Fragmento seleccionado =
En España, la unión de Aragón y Castilla con el matrimonio de los Reyes Católicos, Fernando e Isabel, inició la formación de una monarquía absoluta que convirtió a ese país en la más grande de las potencias europeas durante la mayor parte del siglo XVI.

En Inglaterra, el final de las guerras de las Dos Rosas y el reinado del Enrique VII (1485-1509) iniciaron el período de absolutismo de la dinastía Tudor, que comprendió todo el reinado de Enbrique VII y gran parte del reinado de Isabel. Aunque Enrique VII debía su trono a una combinación de la nobleza, su política se conformó, en términos generales, a los patrones dominantes en el período.

Aunque Alemania constituye una aparente excepción a la regla, ya que la debilidad del imperio permitía la anarquía y contrariaba el desarrollo de aquel sentimiento nacional que había sido el principal apoyo de Luis de Baviera en su controversia con los papas, es posible considerar que más que una excepción fue una suerte de retraso, ya que el ascenso de Prusia y Austria al poder soberano no fue distinto del cambio producido en España, Inglaterra y Francia.

Datos proporcionados =
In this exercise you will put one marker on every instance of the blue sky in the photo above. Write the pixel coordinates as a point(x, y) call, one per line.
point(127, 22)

Ejercicio =
¿Puedes copiar al pie de la letra el pasaje del fragmento sobre las monarquías absolutas desde "Aunque Alemania constituye" hasta "Inglaterra y Francia."?

Respuesta correcta =
Aunque Alemania constituye una aparente excepción a la regla, ya que la debilidad del imperio permitía la anarquía y contrariaba el desarrollo de aquel sentimiento nacional que había sido el principal apoyo de Luis de Baviera en su controversia con los papas, es posible considerar que más que una excepción fue una suerte de retraso, ya que el ascenso de Prusia y Austria al poder soberano no fue distinto del cambio producido en España, Inglaterra y Francia.